Reputation: 21
I have the below data.
hive> select * from authors;
author1 ["book1,book2,book3"]
hive> describe authors;
author string
books array<string>
hive> select explode(books) as mycol from authors;
book1,book2,book3
when i use the explode function the data is not splitting into rows.
Upvotes: 1
Views: 753
Reputation: 165
This is because you might have not declared the collection items termination clause in the creation of the table. I am providing you the syntax of creation of this table:
CREATE TABLE IF NOT EXISTS authors (author string, books array ) ROW FORMAT DELIMITED FIELDS TERMINATED BY "|" COLLECTION ITEMS TERMINATED BY "," STORED AS TEXTFILE;
Then load the data : LOAD DATA LOCAL INPATH '/home/cloudera/Desktop/hadoop/dummy' into table authors;
Also please note that the collection items and the field termination both should be different from each other.It means that if you declare collection items to be separated by comma then you must declare filed termination value something different from comma Here I have declared array termination as comma and field termination as |(pipe) .Below is the sample data :
author1|book1,book2,book3 author2|book4,book5,book6
Now fire the select query and you can try simple explode as well and no need to do split here :
hive> select * from authors;
authors.author authors.books
author1 ["book1","book2","book3"]
author2 ["book4","book5","book6"]
hive>select explode(books) as mycol from authors;
col book1 book2 book3 book4 book5 book6
Upvotes: 1
Reputation: 38290
The output looks like books array contains the only element with string "book1,book2,book3"
.
It should look like this:
["book1","book2","book3"]
not ["book1,book2,book3"]
That is why explode generated single row.
If you still want to explode it, use explode(split(books[0],','))
Upvotes: 0

________________________________________

## GIVEN TASK A
Set down the records word for word, starting at their first line and ending with the line that contains "274 360 L 281", with both of those lines included.
The records have no connection to the forum thread on the Hive explode function.

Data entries
________________________________________

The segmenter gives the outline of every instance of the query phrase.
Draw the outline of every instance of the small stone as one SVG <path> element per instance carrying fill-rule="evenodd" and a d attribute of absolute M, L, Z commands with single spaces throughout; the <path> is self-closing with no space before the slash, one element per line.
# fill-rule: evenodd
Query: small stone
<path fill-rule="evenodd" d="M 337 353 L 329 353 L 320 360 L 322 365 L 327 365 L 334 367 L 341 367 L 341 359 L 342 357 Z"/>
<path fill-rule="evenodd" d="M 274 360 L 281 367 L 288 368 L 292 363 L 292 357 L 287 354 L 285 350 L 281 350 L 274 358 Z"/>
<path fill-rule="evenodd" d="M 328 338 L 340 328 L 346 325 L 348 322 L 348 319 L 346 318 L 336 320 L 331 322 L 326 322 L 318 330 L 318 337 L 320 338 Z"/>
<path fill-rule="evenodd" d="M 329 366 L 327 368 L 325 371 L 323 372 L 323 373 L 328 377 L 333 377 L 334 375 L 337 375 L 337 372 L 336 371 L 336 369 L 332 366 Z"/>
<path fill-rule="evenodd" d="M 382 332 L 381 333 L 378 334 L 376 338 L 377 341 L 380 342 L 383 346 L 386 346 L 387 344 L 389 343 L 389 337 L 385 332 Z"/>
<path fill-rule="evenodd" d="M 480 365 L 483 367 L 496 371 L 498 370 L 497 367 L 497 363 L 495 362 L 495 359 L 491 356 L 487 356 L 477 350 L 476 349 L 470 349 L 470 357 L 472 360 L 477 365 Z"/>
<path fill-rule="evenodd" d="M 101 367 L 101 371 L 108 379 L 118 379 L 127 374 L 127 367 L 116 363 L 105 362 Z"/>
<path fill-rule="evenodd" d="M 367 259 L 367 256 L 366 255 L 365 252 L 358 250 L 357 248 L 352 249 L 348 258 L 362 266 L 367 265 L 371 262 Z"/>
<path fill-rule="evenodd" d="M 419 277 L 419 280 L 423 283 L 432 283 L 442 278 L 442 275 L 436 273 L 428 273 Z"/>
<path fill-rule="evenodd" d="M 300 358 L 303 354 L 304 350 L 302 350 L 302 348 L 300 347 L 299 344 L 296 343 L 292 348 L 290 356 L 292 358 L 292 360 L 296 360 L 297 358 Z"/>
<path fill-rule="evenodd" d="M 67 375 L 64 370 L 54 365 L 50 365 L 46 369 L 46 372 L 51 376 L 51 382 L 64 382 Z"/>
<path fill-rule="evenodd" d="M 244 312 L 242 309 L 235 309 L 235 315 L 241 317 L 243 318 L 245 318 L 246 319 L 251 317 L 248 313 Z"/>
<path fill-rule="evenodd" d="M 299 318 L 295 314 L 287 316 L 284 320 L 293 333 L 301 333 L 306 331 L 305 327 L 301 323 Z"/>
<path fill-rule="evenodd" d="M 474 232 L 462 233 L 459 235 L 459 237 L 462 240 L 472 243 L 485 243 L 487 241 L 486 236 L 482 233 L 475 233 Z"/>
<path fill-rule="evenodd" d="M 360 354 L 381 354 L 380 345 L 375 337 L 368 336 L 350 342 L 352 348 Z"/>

________________________________________

## GIVEN TASK B
From the forum thread on the Hive explode function, extract verbatim the passage that opens with the words "Reputation: 21" and closes with "splitting into rows.".

## EXPECTED ANSWER A
The segmenter gives the outline of every instance of the query phrase.
Draw the outline of every instance of the small stone as one SVG <path> element per instance carrying fill-rule="evenodd" and a d attribute of absolute M, L, Z commands with single spaces throughout; the <path> is self-closing with no space before the slash, one element per line.
# fill-rule: evenodd
Query: small stone
<path fill-rule="evenodd" d="M 337 353 L 329 353 L 320 360 L 322 365 L 327 365 L 334 367 L 341 367 L 341 359 L 342 357 Z"/>
<path fill-rule="evenodd" d="M 274 360 L 281 367 L 288 368 L 292 363 L 292 357 L 287 354 L 285 350 L 281 350 L 274 358 Z"/>

## EXPECTED ANSWER B
Reputation: 21
I have the below data.
hive> select * from authors;
author1 ["book1,book2,book3"]
hive> describe authors;
author string
books array<string>
hive> select explode(books) as mycol from authors;
book1,book2,book3
when i use the explode function the data is not splitting into rows.